*** Begin section ***
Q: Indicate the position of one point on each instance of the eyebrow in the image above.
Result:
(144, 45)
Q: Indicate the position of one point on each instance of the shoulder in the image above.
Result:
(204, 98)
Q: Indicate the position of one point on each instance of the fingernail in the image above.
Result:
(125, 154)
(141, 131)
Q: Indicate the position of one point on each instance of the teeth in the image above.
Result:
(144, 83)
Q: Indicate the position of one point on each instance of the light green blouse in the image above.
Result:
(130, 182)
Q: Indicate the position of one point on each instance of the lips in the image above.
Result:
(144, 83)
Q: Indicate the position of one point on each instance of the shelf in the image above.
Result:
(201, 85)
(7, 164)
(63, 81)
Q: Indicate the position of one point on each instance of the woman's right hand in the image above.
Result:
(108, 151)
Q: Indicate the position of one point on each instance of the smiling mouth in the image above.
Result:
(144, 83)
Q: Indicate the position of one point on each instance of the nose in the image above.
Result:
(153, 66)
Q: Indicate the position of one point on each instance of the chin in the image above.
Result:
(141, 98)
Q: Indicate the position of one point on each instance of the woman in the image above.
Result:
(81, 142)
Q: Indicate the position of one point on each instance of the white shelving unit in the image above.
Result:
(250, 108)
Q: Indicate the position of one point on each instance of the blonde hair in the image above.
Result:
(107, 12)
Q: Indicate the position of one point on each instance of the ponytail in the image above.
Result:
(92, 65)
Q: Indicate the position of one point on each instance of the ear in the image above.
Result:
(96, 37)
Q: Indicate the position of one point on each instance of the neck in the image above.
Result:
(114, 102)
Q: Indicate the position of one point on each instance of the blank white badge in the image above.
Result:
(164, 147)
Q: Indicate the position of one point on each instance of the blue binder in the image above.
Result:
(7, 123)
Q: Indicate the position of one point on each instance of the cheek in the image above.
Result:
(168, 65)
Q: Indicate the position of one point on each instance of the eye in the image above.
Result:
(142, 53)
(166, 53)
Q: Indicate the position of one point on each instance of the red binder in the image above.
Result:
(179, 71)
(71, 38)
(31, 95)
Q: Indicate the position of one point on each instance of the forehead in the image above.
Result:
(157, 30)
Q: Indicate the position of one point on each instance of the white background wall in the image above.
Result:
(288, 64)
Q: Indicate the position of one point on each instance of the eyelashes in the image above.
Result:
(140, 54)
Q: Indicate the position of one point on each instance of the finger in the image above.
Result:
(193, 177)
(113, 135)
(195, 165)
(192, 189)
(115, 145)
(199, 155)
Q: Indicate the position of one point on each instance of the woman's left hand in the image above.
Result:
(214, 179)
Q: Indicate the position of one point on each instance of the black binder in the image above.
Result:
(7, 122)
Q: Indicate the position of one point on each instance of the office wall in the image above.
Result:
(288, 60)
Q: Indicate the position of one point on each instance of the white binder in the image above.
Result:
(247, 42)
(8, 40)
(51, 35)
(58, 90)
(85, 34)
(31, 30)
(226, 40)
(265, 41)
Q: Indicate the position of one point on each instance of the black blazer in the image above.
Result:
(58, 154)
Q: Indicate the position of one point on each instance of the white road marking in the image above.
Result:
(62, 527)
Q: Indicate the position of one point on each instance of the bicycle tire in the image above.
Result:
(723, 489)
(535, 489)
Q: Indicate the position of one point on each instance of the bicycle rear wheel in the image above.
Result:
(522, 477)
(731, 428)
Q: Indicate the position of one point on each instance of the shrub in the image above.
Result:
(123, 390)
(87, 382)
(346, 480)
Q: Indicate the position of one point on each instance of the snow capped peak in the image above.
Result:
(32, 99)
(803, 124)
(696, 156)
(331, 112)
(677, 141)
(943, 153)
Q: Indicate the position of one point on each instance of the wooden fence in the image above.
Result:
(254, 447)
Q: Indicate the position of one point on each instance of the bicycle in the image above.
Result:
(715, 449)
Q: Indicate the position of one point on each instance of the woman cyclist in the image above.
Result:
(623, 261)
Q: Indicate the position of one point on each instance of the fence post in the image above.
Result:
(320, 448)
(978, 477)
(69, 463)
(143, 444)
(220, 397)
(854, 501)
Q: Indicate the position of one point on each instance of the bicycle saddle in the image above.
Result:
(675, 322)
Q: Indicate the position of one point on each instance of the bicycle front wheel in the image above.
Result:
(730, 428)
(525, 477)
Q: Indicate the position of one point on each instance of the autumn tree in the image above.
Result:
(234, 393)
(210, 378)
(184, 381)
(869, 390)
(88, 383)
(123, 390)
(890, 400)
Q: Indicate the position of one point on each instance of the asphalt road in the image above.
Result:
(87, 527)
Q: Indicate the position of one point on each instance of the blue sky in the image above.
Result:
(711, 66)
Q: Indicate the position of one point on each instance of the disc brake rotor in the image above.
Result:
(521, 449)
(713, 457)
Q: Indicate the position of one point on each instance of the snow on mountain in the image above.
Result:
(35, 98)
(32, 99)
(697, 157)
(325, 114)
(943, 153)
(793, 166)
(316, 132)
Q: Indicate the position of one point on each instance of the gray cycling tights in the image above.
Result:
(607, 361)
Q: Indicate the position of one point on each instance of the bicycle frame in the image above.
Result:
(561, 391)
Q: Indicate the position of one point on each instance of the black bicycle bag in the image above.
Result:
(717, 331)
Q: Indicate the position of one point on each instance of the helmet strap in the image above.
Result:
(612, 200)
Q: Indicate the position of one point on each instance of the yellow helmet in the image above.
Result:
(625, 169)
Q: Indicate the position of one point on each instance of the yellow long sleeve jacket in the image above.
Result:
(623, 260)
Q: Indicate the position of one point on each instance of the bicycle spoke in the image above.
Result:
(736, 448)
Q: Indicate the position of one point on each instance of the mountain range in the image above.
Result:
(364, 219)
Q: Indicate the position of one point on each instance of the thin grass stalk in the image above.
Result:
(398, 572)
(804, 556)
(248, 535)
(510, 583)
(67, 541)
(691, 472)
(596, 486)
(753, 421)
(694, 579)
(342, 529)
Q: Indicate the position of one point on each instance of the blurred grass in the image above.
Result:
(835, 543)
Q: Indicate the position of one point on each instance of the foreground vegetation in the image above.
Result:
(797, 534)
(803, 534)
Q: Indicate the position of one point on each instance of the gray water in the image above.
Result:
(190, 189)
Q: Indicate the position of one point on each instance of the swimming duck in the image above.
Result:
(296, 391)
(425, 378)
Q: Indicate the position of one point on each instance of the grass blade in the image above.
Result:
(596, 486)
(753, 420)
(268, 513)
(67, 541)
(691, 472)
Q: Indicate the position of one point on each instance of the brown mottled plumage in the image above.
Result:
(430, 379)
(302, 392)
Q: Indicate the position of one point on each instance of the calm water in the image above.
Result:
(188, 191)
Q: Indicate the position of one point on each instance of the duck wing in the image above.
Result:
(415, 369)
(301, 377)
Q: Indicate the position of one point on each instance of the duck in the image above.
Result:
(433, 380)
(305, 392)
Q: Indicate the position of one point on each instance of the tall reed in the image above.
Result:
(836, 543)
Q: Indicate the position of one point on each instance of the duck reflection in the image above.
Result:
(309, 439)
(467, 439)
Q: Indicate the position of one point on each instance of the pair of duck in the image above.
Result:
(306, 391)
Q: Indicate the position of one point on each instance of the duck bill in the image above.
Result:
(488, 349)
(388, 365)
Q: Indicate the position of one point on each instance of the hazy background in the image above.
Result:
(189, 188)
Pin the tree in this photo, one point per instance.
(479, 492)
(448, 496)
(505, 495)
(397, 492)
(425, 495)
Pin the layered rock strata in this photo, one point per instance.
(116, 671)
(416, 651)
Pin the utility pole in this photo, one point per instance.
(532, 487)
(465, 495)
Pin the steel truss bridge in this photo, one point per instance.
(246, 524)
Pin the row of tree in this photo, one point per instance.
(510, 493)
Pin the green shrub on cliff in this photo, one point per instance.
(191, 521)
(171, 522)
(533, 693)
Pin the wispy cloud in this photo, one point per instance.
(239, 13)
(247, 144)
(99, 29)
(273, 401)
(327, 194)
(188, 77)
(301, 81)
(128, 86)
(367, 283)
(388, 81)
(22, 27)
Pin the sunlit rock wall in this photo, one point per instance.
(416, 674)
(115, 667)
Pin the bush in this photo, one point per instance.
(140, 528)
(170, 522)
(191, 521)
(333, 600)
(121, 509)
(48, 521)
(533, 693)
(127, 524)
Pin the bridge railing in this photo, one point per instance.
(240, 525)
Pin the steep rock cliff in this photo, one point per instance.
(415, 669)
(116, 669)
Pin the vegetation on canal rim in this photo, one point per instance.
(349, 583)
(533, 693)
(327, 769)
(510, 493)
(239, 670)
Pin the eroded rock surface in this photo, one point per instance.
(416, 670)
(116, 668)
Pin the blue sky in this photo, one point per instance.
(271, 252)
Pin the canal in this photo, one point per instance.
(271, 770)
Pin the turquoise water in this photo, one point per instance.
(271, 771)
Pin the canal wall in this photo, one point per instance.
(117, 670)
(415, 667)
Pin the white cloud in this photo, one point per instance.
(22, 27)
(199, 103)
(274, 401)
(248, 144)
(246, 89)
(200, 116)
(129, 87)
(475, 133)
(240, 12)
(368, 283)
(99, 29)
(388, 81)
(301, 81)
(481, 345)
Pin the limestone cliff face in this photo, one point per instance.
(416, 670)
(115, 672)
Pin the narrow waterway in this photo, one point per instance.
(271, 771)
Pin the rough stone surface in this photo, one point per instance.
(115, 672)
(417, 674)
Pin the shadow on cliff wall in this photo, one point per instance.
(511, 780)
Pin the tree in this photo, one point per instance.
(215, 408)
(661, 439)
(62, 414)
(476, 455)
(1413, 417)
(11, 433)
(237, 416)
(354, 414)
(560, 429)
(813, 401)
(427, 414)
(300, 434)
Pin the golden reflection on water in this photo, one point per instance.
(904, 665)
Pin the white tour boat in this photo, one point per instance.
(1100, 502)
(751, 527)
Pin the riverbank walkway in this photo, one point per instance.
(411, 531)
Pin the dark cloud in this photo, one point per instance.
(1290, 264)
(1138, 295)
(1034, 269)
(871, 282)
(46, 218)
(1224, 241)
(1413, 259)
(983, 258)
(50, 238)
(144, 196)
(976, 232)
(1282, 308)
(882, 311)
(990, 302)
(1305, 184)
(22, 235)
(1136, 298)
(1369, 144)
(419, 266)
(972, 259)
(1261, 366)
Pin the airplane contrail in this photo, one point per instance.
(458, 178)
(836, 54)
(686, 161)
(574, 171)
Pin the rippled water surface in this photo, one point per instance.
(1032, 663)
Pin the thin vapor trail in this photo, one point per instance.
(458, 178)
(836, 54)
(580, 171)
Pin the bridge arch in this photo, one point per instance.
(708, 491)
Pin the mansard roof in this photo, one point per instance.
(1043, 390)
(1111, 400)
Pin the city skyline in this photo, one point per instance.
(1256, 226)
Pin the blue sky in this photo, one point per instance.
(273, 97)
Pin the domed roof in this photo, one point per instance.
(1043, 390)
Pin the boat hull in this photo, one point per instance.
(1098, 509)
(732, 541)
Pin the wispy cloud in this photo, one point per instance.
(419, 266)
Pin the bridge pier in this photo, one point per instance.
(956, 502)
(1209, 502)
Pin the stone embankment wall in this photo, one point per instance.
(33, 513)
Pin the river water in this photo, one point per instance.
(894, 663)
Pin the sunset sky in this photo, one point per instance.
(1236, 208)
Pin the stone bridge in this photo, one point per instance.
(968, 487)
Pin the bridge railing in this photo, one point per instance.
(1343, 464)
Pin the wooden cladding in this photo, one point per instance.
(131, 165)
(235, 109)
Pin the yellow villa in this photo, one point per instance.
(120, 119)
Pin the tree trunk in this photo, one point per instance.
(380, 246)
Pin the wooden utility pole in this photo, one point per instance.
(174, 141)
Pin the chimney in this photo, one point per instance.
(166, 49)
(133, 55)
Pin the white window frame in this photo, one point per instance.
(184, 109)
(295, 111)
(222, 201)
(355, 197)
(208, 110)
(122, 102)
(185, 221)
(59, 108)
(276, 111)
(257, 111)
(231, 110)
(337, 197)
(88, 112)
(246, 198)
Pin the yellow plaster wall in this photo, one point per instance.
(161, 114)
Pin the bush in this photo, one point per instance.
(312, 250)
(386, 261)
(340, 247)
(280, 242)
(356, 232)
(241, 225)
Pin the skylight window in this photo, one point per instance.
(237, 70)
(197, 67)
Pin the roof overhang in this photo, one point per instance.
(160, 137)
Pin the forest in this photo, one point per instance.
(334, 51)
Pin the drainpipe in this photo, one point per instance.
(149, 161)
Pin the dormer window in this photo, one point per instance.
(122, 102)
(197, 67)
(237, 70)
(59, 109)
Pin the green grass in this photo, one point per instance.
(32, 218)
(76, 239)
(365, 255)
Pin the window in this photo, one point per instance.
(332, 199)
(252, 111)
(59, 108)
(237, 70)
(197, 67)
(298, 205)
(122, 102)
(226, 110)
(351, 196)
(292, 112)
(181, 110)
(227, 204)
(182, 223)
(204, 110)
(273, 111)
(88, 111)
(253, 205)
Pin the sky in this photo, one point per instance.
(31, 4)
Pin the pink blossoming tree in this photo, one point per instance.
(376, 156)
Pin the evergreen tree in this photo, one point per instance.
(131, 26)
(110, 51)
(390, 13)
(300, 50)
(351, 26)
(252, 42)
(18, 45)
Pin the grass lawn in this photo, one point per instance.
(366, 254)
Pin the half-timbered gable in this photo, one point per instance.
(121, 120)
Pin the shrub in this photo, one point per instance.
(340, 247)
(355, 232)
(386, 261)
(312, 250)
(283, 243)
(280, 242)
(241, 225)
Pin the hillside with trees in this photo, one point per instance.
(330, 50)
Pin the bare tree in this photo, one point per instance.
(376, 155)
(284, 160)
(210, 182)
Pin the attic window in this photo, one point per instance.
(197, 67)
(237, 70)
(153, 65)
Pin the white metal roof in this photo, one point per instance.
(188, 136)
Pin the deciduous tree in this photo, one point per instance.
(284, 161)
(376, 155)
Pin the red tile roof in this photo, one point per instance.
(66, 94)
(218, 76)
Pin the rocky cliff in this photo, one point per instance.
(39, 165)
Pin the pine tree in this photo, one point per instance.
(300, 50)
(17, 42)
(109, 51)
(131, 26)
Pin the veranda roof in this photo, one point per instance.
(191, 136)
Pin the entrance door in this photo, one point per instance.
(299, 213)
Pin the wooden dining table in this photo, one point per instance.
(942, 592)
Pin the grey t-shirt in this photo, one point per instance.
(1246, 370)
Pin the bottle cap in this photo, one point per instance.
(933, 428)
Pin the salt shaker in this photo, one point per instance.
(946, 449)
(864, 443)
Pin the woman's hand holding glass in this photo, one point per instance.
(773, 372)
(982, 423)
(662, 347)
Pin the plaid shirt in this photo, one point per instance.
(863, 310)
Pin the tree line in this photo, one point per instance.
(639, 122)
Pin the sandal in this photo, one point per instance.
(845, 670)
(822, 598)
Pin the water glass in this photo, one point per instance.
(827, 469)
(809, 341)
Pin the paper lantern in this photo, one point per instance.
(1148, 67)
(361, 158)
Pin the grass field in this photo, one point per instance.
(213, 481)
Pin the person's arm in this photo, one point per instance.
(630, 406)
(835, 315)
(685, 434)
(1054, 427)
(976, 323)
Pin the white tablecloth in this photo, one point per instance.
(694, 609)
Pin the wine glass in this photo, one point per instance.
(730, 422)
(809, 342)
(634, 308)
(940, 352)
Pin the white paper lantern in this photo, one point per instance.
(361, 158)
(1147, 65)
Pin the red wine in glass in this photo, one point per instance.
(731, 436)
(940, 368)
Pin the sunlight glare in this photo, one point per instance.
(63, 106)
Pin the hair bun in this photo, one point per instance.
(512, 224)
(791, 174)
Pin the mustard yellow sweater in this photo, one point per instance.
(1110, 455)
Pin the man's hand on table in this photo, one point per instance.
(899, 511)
*** End section ***
→ Work instruction: Make a copy of each line in the records that has the word "background".

→ Written solution:
Q: Indicate the position of one point on each instance of the white background wall in the image above.
Q: Indicate the position of one point on each instance of the hazy background in the image above.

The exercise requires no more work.